→ WHAT YOU ARE ASKED TO DO: Every line of the material below should be copied exactly.

+ + + + +

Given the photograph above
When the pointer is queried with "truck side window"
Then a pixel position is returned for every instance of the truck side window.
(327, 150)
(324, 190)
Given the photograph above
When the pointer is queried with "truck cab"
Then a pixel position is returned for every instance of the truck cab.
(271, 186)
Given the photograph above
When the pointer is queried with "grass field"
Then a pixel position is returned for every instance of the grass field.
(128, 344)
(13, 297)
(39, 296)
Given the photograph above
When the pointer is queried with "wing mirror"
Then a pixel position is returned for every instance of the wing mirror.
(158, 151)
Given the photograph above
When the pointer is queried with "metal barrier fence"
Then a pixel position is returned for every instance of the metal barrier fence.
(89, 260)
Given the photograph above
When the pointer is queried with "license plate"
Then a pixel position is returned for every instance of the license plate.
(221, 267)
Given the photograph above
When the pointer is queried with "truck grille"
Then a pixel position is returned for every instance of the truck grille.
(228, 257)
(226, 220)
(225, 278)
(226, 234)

+ + + + +

→ RESULT OF THIS EXERCISE:
Given the photograph above
When the pointer is queried with "truck side window"
Then a pixel position is returned for every instance of the truck side window.
(327, 150)
(324, 190)
Given the photograph above
When the pointer is queried with "truck cab"
Then a pixel position is returned for every instance of the truck cab.
(271, 186)
Given the photograph above
When the pointer is queried with "grass field"
Then a pixel position is returned for every instance of the grass field.
(128, 344)
(13, 297)
(39, 296)
Given the photograph above
When the pointer is queried with "wing mirror"
Then a pixel position is returned for every instance of the wing mirror.
(158, 151)
Given the photograph above
When the pointer is queried with "metal barrier fence"
Then a pixel position is returned for every instance of the metal barrier fence.
(89, 260)
Given the photograph above
When the pointer is queried with "license plate"
Then a pixel position is returned for every instance of the license plate.
(221, 267)
Given the photograph above
When the pointer is queried with "truck grille"
Then a pixel position is returned for every instance of the truck grille.
(228, 257)
(226, 220)
(225, 278)
(226, 234)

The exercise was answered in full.